= Document passage =
# Load Essential Libraries

In [None]:
import torch
import torch.nn as nn
import torch.nn.functional as F
from torch.utils.data import Dataset, DataLoader, RandomSampler, SequentialSampler

import transformers
transformers.logging.set_verbosity_error()
from transformers import BertTokenizer
from transformers import BertModel

from IPython.display import clear_output
import os
import numpy as np
import pandas as pd
import random
import json
from tqdm import tqdm
from sklearn import metrics
import time
from sklearn.model_selection import train_test_split

# Set up GPU for training

In [None]:
if torch.cuda.is_available():
    device = torch.device("cuda")
    print(f'There are {torch.cuda.device_count()} GPU(s) available.')
    print('Device name:', torch.cuda.get_device_name(0))

else:
    print('No GPU available, using the CPU instead.')
    device = torch.device("cpu")

# Load Data

In [None]:
#read train file
df_train = pd.read_csv(f'simple_CH_train.csv')
df_test = pd.read_csv(f'simple_CH_test.csv')

# data increment

In [None]:
import pandas as pd

def incremental_concat(df):
    df_copy = df.copy()
    df = pd.concat([df, df_copy], ignore_index=True)
    return df

df_train = incremental_concat(df_train)
df_train

In [None]:
df_train.reset_index(drop=True, inplace=True)
df_train

# organising materials

In [None]:
#select only text, label
data_label = df_train["label"].values
y_train = df_train['label'].values
df_train = df_train[['text1','text2','combined_text']]
df_train.shape

# Fine-tuning BERT

In [None]:
MAX_LEN = 280
LEARNING_RATE = 2e-5

In [None]:
from transformers import BertTokenizer,BertTokenizerFast,AutoTokenizer, TFAutoModelForSequenceClassification, AutoModelForMaskedLM
# Load the BERT tokenizer

tokenizer = BertTokenizer.from_pretrained("hfl/chinese-macbert-large")

# Create a function to tokenize a set of texts
def preprocessing_for_bert(data):
    """Perform required preprocessing steps for pretrained BERT.
    @param    data (np.array): Array of texts to be processed.
    @return   input_ids (torch.Tensor): Tensor of token ids to be fed to a model.
    @return   attention_masks (torch.Tensor): Tensor of indices specifying which
                  tokens should be attended to by the model.
    """
    # Create empty lists to store outputs
    input_ids = []
    attention_masks = []
    token_type_ids = []

    # For every sentence...
    for sent1, sent2, sent3 in zip(data['text1'].astype(str), data['text2'].astype(str), data['combined_text'].astype(str)):
        encoded_dict = tokenizer.encode_plus(
            sent1, sent2 + " [SEP] " + sent3,
            add_special_tokens=True,
            max_length=MAX_LEN,
            truncation_strategy='longest_first',
            return_attention_mask=True,
            return_tensors='pt',
            padding='max_length'
        )

= Requirement 1 =
List every keyword argument passed to tokenizer.encode_plus in the BERT fine-tuning notebook, along with the value each one is given.
= Requirement 2 =
Pick up the BERT fine-tuning notebook from its last line and write the code that comes next.

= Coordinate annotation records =
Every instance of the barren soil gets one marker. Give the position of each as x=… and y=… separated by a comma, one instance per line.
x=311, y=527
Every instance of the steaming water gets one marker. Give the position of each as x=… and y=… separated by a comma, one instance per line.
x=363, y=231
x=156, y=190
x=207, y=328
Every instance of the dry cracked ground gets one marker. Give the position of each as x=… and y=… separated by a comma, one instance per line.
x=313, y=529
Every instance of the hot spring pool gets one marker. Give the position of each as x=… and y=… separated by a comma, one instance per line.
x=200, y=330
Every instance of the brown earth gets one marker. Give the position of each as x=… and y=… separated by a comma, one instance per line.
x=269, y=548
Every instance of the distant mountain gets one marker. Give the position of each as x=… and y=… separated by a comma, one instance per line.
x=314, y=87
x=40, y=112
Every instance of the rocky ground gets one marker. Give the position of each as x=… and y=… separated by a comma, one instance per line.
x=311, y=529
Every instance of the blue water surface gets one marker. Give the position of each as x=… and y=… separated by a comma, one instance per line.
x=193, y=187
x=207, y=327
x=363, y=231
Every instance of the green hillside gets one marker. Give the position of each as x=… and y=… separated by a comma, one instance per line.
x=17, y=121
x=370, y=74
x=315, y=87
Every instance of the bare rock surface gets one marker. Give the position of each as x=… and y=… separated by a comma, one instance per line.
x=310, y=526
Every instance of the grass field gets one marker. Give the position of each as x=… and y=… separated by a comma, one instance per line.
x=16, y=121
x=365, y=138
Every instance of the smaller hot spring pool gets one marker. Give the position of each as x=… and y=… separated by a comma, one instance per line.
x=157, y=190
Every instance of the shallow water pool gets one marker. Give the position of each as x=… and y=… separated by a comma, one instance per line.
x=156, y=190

---

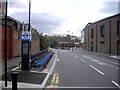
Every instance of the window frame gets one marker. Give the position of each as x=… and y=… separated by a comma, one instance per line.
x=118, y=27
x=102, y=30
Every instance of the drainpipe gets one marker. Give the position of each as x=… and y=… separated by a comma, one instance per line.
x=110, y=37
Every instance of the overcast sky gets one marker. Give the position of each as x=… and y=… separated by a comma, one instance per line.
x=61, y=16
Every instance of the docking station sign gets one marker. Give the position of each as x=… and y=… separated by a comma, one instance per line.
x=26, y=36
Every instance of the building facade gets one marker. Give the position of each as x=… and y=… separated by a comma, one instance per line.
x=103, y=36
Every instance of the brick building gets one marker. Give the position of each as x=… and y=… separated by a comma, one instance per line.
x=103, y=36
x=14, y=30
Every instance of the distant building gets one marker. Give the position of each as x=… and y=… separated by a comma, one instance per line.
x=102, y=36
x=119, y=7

= Expected answer 1 =
add_special_tokens=True
max_length=MAX_LEN
truncation_strategy='longest_first'
return_attention_mask=True
return_tensors='pt'
padding='max_length'

= Expected answer 2 =
        input_ids.append(encoded_dict['input_ids'].squeeze())
        attention_masks.append(encoded_dict['attention_mask'].squeeze())
        token_type_ids.append(encoded_dict['token_type_ids'].squeeze())

    input_ids = torch.stack(input_ids, dim=0)
    attention_masks = torch.stack(attention_masks, dim=0)
    token_type_ids = torch.stack(token_type_ids, dim=0)

    return input_ids, attention_masks, token_type_ids

train_inputs, train_masks,train_token_type_ids = preprocessing_for_bert(df_train)

In [None]:
from torch.utils.data import TensorDataset, DataLoader, RandomSampler, SequentialSampler
# Convert other data types to torch.Tensor
train_labels = torch.tensor(y_train)

# Create the DataLoader for our training set
batch_size = 16
train_data = TensorDataset(train_inputs, train_masks, train_token_type_ids,train_labels)
train_sampler = RandomSampler(train_data)
train_dataloader = DataLoader(train_data, sampler=train_sampler, batch_size=batch_size)

# Train Model

## Create BertClassifier

In [None]:
%%time
from transformers import BertModel, AutoModel,BertForSequenceClassification, AutoModelForTokenClassification, BertConfig

# Create the BertClassfier class
class BertClassifier(nn.Module):
    """Bert Model for Classification Tasks.
    """
    def __init__(self, bert_model, freeze_bert=False):#改
        """
        @param    bert: a BertModel object
        @param    classifier: a torch.nn.Module classifier
        @param    freeze_bert (bool): Set `False` to fine-tune the BERT model
        """
        super(BertClassifier, self).__init__()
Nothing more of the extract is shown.